■ BRANO ESTRATTO:
——

In ogni caso la dominazione austriaca non riuscì mai a ingraziarsi la popolazione, tanto che i gandinesi furono attenti e partecipi alle iniziative del risorgimento, volte alla creazione di uno stato unitario italiano. Nel 1859 infatti vi furono numerose collette, destinate a finanziare le spedizioni di Giuseppe Garibaldi alle quali, in differenti occasioni, parteciparono come volontari undici abitanti. Inoltre le camicie utilizzate dal comandante nella Spedizione dei Mille, furono tinte in rosso scarlatto proprio a Gandino da artigiani locali, evento ricordato anche in occasione del 150º anniversario dell'Unità d'Italia[11]. Difatti in paese, oltre agli storici opifici, sorsero numerose attività a essi legate, come tintorie, setifici e filande. Queste ultime portarono innovazione sia in ambito sociale, assumendo manodopera prevalentemente femminile, che in ambito tecnologico, installando macchinari all'avanguardia, in controtendenza rispetto alle abitudini degli industriali locali.

Dall'Unità d'Italia fino ai giorni nostri[modifica | modifica wikitesto]

Il lanificio Radici

In seguito all'unità d'Italia si ebbe un elevato incremento della produzione industriale, situazione che vide il proprio apice tra il termine del XIX secolo e l'inizio del XX. Alcune industrie si svilupparono notevolmente, tra cui quelle gestite dalle famiglie Radici e Testa, tra i primi a utilizzare l'energia elettrica ricavata dal corso del torrente Romna.

In ambito amministrativo, nel 1927 il regime fascista, perseguendo una politica volta a accorpare i centri più piccoli in favore di quelli con dimensioni maggiori, aggregò il comune di Barzizza a Gandino, che assunse quindi il nuovo aspetto amministrativo.

Durante la seconda guerra mondiale, nel periodo dell'occupazione tedesca e della Repubblica Sociale Italiana, trovarono rifugio a Gandino diverse famiglie di profughi ebrei stranieri (una sessantina circa) giunte in zona, in regime di domicilio coatto, già nel periodo precedente all'8 settembre 1943. Le persone coinvolte nel soccorso furono molteplici, talora agendo in modo concatenato, l'una sostituendosi alla precedente. Nonostante la zona fosse soggetta a continui rastrellamenti, la rete di protezione si dimostrò efficace a impedire la deportazione. Come ringraziamento del generoso trattamento ricevuto, il 25 aprile 1948 un gruppo di ebrei ricoverati a Gandino durante la guerra presentò al Comune una pergamena. Molti di essi mantennero fraterni contatti con gli abitanti di Gandino. Il 9 agosto 2004, l'Istituto Yad Vashem di Gerusalemme ha conferito l'alta onorificenza di giusti tra le nazioni a Vincenzo Rudelli, Giovanni Servalli e ai coniugi Francesco Lorenzo e Maria Chiara Nodari e Bortolo e Battistina Ongaro.[12].

——

■ DATI FORNITI:
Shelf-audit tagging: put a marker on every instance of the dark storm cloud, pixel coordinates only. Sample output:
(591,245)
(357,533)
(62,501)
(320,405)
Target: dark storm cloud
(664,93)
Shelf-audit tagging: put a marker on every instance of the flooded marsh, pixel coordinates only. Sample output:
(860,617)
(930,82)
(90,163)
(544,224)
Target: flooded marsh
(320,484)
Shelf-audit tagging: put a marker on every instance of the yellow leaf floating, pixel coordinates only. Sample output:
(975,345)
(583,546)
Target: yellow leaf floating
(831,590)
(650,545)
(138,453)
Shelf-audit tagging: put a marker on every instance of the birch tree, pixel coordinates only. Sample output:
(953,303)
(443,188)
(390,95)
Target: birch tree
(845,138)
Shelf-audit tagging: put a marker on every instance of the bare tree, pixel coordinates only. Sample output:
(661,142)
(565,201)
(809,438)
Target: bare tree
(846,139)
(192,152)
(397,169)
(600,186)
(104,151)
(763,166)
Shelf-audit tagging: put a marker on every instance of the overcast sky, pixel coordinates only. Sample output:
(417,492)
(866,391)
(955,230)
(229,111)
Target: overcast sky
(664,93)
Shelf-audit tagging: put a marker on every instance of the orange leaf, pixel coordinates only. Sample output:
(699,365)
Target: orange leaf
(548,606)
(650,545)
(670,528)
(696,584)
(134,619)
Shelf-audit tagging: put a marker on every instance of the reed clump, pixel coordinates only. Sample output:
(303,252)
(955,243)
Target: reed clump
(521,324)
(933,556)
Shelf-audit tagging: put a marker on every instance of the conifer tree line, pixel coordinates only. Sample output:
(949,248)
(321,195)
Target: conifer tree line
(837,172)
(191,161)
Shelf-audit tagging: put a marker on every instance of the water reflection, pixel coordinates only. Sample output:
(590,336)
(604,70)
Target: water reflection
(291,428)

——

■ COMPLETA QUANTO SEGUE:
**a.** Modifica il brano sulla storia di Gandino tra "Il lanificio Radici" e "del torrente Romna.", inclusi, mettendo "forte" al posto di "elevato".
**b.** Indica se ciascuna affermazione concorda con il brano sulla storia di Gandino, rispondendo sì o no e citando le parole decisive del brano: (i) nel 1927 il comune di Barzizza fu aggregato a Gandino; (ii) le camicie della Spedizione dei Mille furono tinte di verde; (iii) le filande assumevano manodopera prevalentemente maschile.
**c.** Prosegui il brano sulla storia di Gandino a partire dalla sua ultima frase.
Le righe non hanno alcun legame con il brano.

■ RISULTATI DELLE ATTIVITÀ:
**a.**
Il lanificio Radici

In seguito all'unità d'Italia si ebbe un forte incremento della produzione industriale, situazione che vide il proprio apice tra il termine del XIX secolo e l'inizio del XX. Alcune industrie si svilupparono notevolmente, tra cui quelle gestite dalle famiglie Radici e Testa, tra i primi a utilizzare l'energia elettrica ricavata dal corso del torrente Romna.

**b.**
(i) Sì: "nel 1927 il regime fascista, perseguendo una politica volta a accorpare i centri più piccoli in favore di quelli con dimensioni maggiori, aggregò il comune di Barzizza a Gandino".
(ii) No: "furono tinte in rosso scarlatto proprio a Gandino da artigiani locali".
(iii) No: "assumendo manodopera prevalentemente femminile".

**c.**
Contestualmente, dopo la caduta del regime, nella val Gandino nacquero numerosi nuclei di persone che cercarono di contrastare i soprusi dei nazi-fascisti ancora imperanti nella zona. Tra questi gruppi di partigiani, che agirono a lungo sui monti limitrofi, ottimi luoghi sia di rifugio che di avvistamento sulle valli Camonica, Seriana, Borlezza e Cavallina, si segnalò la banda comandata da Giovanni Brasi e Giorgio Paglia, che pose il proprio quartier generale presso la Malga Lunga, posta sul confine tra Gandino e Sovere, poco più a monte della località di Valpiana. Le iniziali scaramucce si trasformarono in veri e propri combattimenti, che videro soccombere proprio i partigiani, catturati e condotti alla fucilazione presso Lovere. Quegli eventi sono ricordati proprio presso la Malga Lunga, presso la quale è stato istituito un museo sulla resistenza.

Dopo il passaggio dalla monarchia alla repubblica, avvenuto nel 1946 con un referendum, che a Gandino vide la vittoria di misura dei repubblicani (1.422 contro 1.309), nella seconda parte del XX secolo nel paese le realtà legate all'industria tessile subirono una flessione, venendo affiancate e sostituite da attività operanti nei settori meccanico e meccano-tessile, ambito nel quale ebbe uno sviluppo internazionale il gruppo Radici, di proprietà dell'omonima famiglia. Il rallentamento dell'industria laniera provocò il passaggio della leadership industriale della val Gandino al vicino comune di Leffe. A Gandino è presente un importante Museo storico di artigianato tessile regionale.[13]

Altro settore che vide una notevole espansione fu il turismo: nel 1951 fu inaugurata la seggiovia che permetteva di raggiungere il monte Farno, con una corsa di 2.300 metri, che la rendevano la più lunga della Lombardia. Questa fu dismessa nel 1976 in seguito all'apertura della strada carrabile che diede un ulteriore impulso alla frequentazione della zona in questione.

Simboli[modifica | modifica wikitesto]

Lo stemma del comune di Gandino è stato riconosciuto con decreto del capo del governo del 14 dicembre 1932. È uno degli stemmi più antichi della provincia di Bergamo, attestato già dal 1397 e presente su numerosi documenti e stemmari del XVI e XVII secolo.[14]

«Di rosso, a due grifoni alati attorcigliati a forma di un G, di verde, coronati d'oro. Capo d'oro, a tre aquile, a volo abbassato, coronate dello stesso. Ornamenti esterni da Comune.»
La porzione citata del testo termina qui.